Given passage
▬▬▬▬▬▬
The Queen's private secretary
Sir Robert Fellowes was the highest ranked representative of the Windsors appearing at the inquest. Under oath, he claimed to have been on holidays for the entire period before and after the accident. Yet, the diary of Tony Blairs’ press secretary Alastair Campbell clearly states that she met Mr Fellowes on several occasions through the period he claimed to have been on holidays. Diana had mentioned to friends before that he was one of the three people she was most afraid of. She believed that Mr Fellowes hated her with a passion and wanted her out of the Royal family. The film suggests that Mr Fellowes had a leading role in the arrangements for her death.
The Fiat Uno
The prime suspect to have caused the crash is the driver of the Fiat Uno which was seen by numerous witnesses. Neither the English nor the French police was apparently able to identify him, and yet one of the best known paparazzi, James Andanson, with connections to secret services, drove exactly that kind of car. Andandon who made a fortune selling pictures of British royalties and other celebrities to the media, lived in France and was known to have followed Diana and Dodi in their last holiday before the accident. He was not part of the paparazzi crowd waiting in front of the Ritz hotel owned by Dodi’s father. When interviewed by French police about his whereabouts, he made contradictory statements, as did his wife and son who served as his alibis. In spite of these circumstances, the investigation against him was dropped and the search for the Fiat Uno ended without result. The inquest made no further attempt to establish who was driving the implicated car.
In 2000, Andason was found dead in his blazing car on a Ministry of Defense owned field outside Montpellier. He had no car keys with him and the two firemen who found him had seen two bullet holes in his skull. The French police however decided that he had committed suicide. The film maker comments that you don’t need to be a conspiracy theorist to find it hard to believe that a man shot himself in the head twice and then set his car on fire.
▬▬▬▬▬▬
(Dataset entries)
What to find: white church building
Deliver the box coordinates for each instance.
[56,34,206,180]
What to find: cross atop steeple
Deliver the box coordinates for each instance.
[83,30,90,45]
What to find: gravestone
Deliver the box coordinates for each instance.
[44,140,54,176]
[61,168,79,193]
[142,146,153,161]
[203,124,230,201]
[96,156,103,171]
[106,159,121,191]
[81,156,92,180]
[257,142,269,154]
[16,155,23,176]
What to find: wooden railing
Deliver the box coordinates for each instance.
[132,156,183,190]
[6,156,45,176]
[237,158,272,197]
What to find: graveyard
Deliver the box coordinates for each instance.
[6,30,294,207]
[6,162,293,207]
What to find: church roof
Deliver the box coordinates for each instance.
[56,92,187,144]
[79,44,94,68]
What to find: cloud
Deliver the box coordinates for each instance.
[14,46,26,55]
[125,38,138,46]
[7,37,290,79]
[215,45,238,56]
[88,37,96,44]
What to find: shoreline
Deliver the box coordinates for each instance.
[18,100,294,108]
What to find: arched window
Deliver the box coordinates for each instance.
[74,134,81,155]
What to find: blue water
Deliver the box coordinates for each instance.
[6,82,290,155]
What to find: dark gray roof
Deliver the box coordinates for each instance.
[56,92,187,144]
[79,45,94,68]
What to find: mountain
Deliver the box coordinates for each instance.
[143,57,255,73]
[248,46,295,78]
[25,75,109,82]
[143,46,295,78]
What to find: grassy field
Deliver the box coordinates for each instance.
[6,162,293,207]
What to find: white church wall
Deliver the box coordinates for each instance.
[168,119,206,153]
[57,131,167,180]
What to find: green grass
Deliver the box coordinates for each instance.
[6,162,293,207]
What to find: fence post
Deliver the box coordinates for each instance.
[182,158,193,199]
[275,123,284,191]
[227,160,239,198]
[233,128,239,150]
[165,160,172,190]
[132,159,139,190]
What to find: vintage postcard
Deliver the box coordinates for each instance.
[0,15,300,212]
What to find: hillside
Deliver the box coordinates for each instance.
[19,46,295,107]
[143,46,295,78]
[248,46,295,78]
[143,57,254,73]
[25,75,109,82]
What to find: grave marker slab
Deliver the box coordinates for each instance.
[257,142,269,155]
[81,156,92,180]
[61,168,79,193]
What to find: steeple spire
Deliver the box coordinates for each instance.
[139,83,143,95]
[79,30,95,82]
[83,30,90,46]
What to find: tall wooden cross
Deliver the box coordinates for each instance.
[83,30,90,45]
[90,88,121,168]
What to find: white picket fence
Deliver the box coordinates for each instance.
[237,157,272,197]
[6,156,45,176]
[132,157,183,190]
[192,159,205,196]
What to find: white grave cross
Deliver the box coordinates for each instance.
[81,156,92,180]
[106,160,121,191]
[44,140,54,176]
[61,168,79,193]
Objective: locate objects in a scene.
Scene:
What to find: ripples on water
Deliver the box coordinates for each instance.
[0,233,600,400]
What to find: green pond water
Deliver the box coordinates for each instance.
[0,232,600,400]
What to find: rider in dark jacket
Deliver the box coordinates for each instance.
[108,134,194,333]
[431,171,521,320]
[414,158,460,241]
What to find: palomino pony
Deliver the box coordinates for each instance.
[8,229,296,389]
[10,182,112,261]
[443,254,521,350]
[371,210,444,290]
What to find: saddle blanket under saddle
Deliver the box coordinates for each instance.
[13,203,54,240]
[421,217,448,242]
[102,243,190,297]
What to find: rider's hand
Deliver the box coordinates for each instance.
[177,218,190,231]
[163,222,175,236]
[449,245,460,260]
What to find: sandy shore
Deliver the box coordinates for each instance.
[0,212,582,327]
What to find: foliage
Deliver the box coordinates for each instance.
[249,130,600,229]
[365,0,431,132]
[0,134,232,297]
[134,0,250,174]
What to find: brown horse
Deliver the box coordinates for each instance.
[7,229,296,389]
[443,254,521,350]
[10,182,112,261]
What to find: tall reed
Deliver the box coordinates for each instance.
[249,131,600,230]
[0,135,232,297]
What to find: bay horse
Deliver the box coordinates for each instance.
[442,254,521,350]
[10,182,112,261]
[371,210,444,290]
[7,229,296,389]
▬▬▬▬▬▬
Task list
**a)** State whether each statement below agrees with the passage on Diana's death, answering yes or no and quoting the deciding words: (i) Sir Robert Fellowes said under oath that he was on holiday before and after the accident; (ii) James Andanson was among the paparazzi waiting in front of the Ritz hotel; (iii) the French police decided that Andanson had committed suicide.
**b)** Translate this sentence from the passage on Diana's death into French: "The inquest made no further attempt to establish who was driving the implicated car."

Answers by task
**a)**
(i) Yes: "Under oath, he claimed to have been on holidays for the entire period before and after the accident."
(ii) No: "He was not part of the paparazzi crowd waiting in front of the Ritz hotel owned by Dodi’s father."
(iii) Yes: "The French police however decided that he had committed suicide."

**b)** L'enquête judiciaire n'a fait aucune autre tentative pour établir qui conduisait la voiture impliquée.